VORLIEGENDER TEXT:
################

Bei der ersten und längsten Befragung durch die Walder-Wyss-Anwältinnen kannte Maisano die konkreten Vorwürfe noch nicht und liess sich zwar von einer Vertrauens­person begleiten, nicht aber von einem Anwalt. Das USZ, sagt Maisano, habe ihm mitgeteilt, das sei nicht nötig. Erst im Nachhinein erfuhr er von seinen Anwälten, dass verfahrens­rechtlich einiges schief­gelaufen ist. Von Fairness, Transparenz oder gleichen Spiessen für alle kann keine Rede sein – obwohl es sich dabei um grund­legende Rechte handelt, die allen zustehen; in jedem Verfahren, egal, ob man Kritiker oder Kritisierte ist.

Allem voran muss offen auf den Tisch gelegt werden, was die konkreten Vorwürfe sind. Rudimentäre Angaben genügen nicht, erst recht nicht, wenn die Ereignisse Jahre zurück­liegen. Stützen sich die Unter­sucherinnen auf Dokumente, so sind diese vorzulegen; und zwar lückenlos, nicht handverlesen. Falls die Vorwürfe schwer­wiegend sind, muss dem Kritisierten von Anfang an ein Rechts­beistand zur Seite gestellt werden.

Der Zürcher Rechts­anwalt Kurt Meier ist seit Jahrzehnten im Medizin­bereich tätig und vertritt vor allem Patientinnen, die ihren Ärzten Kunst­fehler vorwerfen. Strafverfahren gegen Ärztinnen, sagt er, führten selten zu Verurteilungen: «Die Ärzte schulden kein Resultat, sondern ein sorgfältiges Vorgehen nach allen Regeln der Kunst. Sie dürfen keine groben Fehler machen, keine nicht nach­vollziehbaren Entscheide treffen; auch dann nicht, wenn sie im Operations­saal unter grösstem Zeitdruck urteilen müssen.»

Nun hat Meier die Seiten gewechselt und unterstützt den Herz­chirurgen Maisano, und zwar in einem Dutzend Fällen, die erst Monate nach dem Whistle­blowing vom Dezember 2019 nachgereicht worden waren. Themen: Verletzung der ärztlichen Sorgfalts­pflicht, falsche Indikationen. Das Fazit der unter­suchenden Anwalts­kanzlei: Die Vorwürfe haben sich nicht erhärtet.

Maisano hätte zu diesen neuen Vorwürfen gegenüber Walder Wyss erneut Rede und Antwort stehen sollen – Rechts­anwalt Meier hat ihm davon abgeraten. Er stelle bei den Unter­suchungen gegen den Mailänder Chirurgen grobe Verfahrens­fehler fest, sagt er. Es sei nicht einmal klar, um welche Art von Verfahren es sich handle. Absolut unzulässig sei, dass sich Maisano mit einer ungenügenden Vorbereitung den Fragen hätte stellen müssen; so, wie das bei der ersten Befragung geschehen war.

################

GESTELLTE AUFGABE 1: Gib aus dem Text über das Verfahren gegen Maisano den Abschnitt wörtlich wieder, der mit "Nun hat Meier" beginnt und bis einschließlich "Befragung geschehen war." reicht.
GESTELLTE AUFGABE 2: Warum hat Rechtsanwalt Meier Maisano davon abgeraten, zu den neuen Vorwürfen erneut Rede und Antwort zu stehen? Erkläre es in ein bis drei Sätzen anhand des Textes über das Verfahren gegen Maisano.
GESTELLTE AUFGABE 3: Führe den Text über das Verfahren gegen Maisano bitte im Anschluss an seinen letzten Satz weiter.
Die Zeilen mit den Daten werden hier nicht gebraucht.

[Zeigedaten für Bildregionen]
################

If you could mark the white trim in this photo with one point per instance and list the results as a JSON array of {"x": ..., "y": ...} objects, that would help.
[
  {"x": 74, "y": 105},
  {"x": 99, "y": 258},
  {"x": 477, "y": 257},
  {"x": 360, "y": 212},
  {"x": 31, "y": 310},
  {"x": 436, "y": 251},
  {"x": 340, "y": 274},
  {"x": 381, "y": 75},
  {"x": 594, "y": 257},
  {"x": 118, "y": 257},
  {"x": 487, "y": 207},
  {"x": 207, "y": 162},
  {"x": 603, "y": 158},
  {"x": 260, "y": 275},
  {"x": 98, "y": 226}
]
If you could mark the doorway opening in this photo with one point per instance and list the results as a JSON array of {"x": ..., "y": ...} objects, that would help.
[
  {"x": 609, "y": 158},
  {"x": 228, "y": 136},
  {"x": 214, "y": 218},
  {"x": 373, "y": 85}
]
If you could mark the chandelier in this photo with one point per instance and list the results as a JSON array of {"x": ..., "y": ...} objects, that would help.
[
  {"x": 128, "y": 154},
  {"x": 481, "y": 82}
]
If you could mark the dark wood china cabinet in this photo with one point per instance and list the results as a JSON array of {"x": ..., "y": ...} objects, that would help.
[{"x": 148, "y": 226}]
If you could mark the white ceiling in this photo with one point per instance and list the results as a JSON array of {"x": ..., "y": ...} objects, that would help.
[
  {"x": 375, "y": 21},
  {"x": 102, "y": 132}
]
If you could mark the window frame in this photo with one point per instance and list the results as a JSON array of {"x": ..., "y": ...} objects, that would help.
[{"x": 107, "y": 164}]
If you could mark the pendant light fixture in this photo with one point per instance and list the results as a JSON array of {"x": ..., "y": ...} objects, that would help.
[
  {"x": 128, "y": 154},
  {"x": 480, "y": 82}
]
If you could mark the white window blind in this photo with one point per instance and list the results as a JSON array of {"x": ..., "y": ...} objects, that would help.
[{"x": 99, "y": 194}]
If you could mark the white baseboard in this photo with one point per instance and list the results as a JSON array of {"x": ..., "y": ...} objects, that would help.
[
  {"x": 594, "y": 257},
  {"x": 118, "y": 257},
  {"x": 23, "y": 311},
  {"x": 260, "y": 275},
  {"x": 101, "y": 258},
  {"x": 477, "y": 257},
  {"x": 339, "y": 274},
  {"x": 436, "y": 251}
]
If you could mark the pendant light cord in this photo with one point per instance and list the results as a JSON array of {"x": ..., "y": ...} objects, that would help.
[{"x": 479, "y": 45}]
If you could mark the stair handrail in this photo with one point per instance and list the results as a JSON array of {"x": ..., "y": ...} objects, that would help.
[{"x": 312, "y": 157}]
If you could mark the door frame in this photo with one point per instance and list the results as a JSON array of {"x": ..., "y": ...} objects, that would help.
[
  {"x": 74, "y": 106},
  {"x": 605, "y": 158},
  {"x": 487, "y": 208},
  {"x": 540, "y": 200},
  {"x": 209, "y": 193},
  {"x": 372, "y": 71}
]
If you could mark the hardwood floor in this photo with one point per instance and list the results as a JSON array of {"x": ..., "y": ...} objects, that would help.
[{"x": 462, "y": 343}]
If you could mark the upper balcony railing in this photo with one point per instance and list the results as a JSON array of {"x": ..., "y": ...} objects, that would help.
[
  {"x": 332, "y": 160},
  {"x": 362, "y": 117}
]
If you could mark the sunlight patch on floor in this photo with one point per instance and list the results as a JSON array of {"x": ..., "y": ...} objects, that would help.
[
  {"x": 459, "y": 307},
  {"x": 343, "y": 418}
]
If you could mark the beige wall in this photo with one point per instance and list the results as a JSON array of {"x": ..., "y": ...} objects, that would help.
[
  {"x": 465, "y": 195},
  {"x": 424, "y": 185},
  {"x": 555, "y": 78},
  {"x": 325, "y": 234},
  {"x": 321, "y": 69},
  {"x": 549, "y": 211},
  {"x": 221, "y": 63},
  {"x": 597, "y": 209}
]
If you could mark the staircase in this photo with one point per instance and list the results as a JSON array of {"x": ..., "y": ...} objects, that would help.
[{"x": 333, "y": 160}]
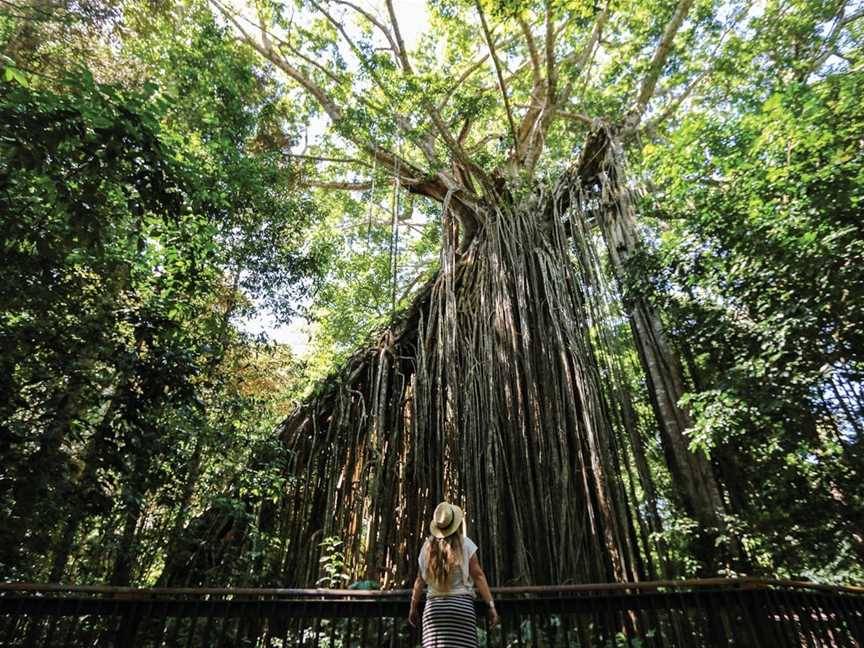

################

ANTWORT ZUR AUFGABE 1:
Nun hat Meier die Seiten gewechselt und unterstützt den Herz­chirurgen Maisano, und zwar in einem Dutzend Fällen, die erst Monate nach dem Whistle­blowing vom Dezember 2019 nachgereicht worden waren. Themen: Verletzung der ärztlichen Sorgfalts­pflicht, falsche Indikationen. Das Fazit der unter­suchenden Anwalts­kanzlei: Die Vorwürfe haben sich nicht erhärtet.

Maisano hätte zu diesen neuen Vorwürfen gegenüber Walder Wyss erneut Rede und Antwort stehen sollen – Rechts­anwalt Meier hat ihm davon abgeraten. Er stelle bei den Unter­suchungen gegen den Mailänder Chirurgen grobe Verfahrens­fehler fest, sagt er. Es sei nicht einmal klar, um welche Art von Verfahren es sich handle. Absolut unzulässig sei, dass sich Maisano mit einer ungenügenden Vorbereitung den Fragen hätte stellen müssen; so, wie das bei der ersten Befragung geschehen war.

ANTWORT ZUR AUFGABE 2: Meier stellte bei den Untersuchungen gegen Maisano grobe Verfahrensfehler fest, und es war nicht einmal klar, um welche Art von Verfahren es sich handelte. Zudem hielt er es für absolut unzulässig, dass sich Maisano wie bei der ersten Befragung mit ungenügender Vorbereitung den Fragen hätte stellen müssen.

ANTWORT ZUR AUFGABE 3:
Besonders stossend sei, wie mit den Patienten­dokumenten umgegangen werde. «Ich habe nirgends eine Einwilligung der betroffenen Patienten gesehen, dass ihre Kranken­akten herum­gereicht werden dürfen», sagt Kurt Meier. «Ich vermute, sie wissen bis heute nichts davon. Dabei geht es um höchst persönliche und vertrauliche Daten. Nur sie können entscheiden, ob sie dies wollen oder nicht.»

Die Anwaltskanzlei Walder Wyss wehrt sich in ihrem Schluss­bericht gegen diese Vorwürfe und betont, es sei alles korrekt verlaufen, Maisano habe sich genügend vorbereiten können. Eine letzte Befragung von ihm sei wegen «mangelnder Kooperations­bereitschaft» nicht zustande gekommen. Und was die vertraulichen Patienten­akten betreffe, sei Walder Wyss von der Gesundheits­direktion ins Patienten­geheimnis eingebunden worden.

Verfahrensfehler leistete sich das USZ auch im Umgang mit dem Whistle­blower und inzwischen gekündigten leitenden Arzt André Plass. Einmal abgesehen vom unwürdigen Hin und Her mit der ersten Kündigung Ende April 2020 und der Wieder­einstellung Anfang Juli lief auch nach der zweiten Kündigung vieles schief. Der zweite Rauswurf erfolgte am 29. September 2020, und bis zum Ablauf der Kündigungs­frist Ende März bleibt der Arzt suspendiert; so, wie es zuvor auch bei Klinik­chef Maisano geschehen war.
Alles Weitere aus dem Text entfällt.